Problem requirements
Rewrite the items starting at the line that contains "of the pale" and ending at the line that contains "x=198, y=335", with "pale green leaf" changed to "light green leaf" and nothing else altered.
* begin Exercise data *
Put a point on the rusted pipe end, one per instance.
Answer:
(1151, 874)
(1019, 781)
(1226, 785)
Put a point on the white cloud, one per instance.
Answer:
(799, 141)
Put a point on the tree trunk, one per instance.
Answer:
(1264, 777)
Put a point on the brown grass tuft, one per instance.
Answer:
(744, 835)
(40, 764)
* end Exercise data *
* begin Exercise data *
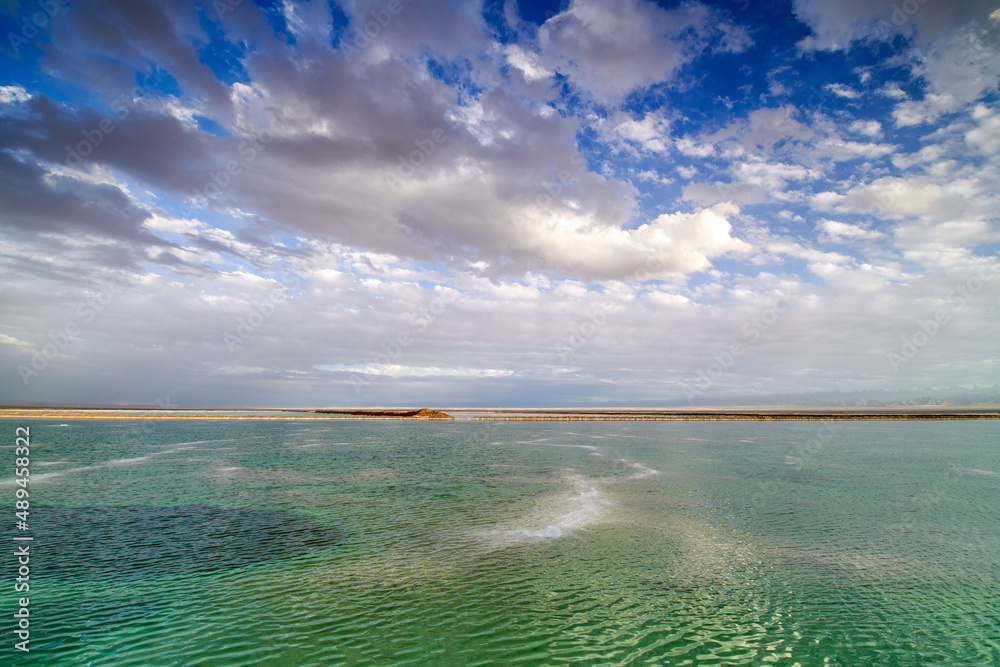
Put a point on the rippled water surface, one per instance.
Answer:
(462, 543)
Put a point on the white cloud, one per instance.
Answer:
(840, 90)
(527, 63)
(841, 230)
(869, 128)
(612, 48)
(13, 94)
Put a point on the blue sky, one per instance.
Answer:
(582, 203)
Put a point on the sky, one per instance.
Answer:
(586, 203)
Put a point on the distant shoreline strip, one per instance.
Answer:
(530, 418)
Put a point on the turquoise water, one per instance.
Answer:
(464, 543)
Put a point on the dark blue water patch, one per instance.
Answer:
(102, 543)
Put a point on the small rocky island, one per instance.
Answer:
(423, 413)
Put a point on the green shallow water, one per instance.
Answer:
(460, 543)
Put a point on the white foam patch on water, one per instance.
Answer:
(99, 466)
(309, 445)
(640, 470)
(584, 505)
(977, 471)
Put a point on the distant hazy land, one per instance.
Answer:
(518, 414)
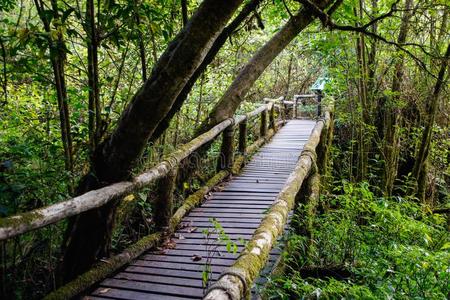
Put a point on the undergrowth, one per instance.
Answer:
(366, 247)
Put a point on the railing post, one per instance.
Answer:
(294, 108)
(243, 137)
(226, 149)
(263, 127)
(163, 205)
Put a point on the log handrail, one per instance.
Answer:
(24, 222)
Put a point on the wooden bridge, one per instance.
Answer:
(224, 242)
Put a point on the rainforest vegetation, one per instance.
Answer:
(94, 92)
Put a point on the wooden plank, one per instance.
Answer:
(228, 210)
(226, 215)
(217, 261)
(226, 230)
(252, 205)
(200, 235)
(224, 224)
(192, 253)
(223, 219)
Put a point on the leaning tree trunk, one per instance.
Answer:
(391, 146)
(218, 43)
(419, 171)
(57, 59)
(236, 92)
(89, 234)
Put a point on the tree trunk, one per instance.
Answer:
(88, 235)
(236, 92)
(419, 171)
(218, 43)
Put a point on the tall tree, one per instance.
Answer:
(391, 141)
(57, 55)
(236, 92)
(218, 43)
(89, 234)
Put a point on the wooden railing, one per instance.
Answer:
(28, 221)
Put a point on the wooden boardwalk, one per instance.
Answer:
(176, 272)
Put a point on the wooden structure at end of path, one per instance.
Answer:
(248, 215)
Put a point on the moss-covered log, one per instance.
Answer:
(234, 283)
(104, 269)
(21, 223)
* end Exercise data *
* begin Exercise data *
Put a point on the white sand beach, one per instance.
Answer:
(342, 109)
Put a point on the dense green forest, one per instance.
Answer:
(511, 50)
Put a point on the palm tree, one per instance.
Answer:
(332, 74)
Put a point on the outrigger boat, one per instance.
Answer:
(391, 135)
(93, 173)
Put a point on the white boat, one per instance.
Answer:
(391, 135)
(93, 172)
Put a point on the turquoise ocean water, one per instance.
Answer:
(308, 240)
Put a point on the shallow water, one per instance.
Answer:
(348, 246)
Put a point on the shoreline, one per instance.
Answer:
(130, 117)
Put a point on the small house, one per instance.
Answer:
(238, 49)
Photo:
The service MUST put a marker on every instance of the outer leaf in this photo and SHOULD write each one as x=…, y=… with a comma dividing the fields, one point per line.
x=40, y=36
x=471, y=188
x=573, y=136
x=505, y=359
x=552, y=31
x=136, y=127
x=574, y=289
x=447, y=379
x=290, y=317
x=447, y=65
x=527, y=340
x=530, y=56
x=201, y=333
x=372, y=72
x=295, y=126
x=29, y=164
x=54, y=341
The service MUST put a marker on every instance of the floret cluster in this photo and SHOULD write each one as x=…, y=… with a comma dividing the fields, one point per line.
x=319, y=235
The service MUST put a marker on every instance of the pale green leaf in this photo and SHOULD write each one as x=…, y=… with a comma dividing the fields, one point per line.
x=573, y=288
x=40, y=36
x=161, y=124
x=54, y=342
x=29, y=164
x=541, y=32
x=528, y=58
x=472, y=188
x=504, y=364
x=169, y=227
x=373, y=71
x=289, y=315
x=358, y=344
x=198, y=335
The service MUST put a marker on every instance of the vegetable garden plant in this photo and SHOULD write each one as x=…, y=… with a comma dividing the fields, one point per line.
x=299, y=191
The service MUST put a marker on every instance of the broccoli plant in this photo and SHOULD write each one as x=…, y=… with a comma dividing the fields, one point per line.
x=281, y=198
* end Exercise data *
The answer
The service MUST put a marker on every instance of the light green leaf in this photo and SHOULD write each one as x=…, y=… with a comma dividing the fields, one point per line.
x=573, y=288
x=40, y=36
x=161, y=124
x=54, y=342
x=29, y=164
x=541, y=32
x=528, y=58
x=472, y=188
x=504, y=364
x=169, y=227
x=373, y=71
x=289, y=315
x=358, y=344
x=198, y=335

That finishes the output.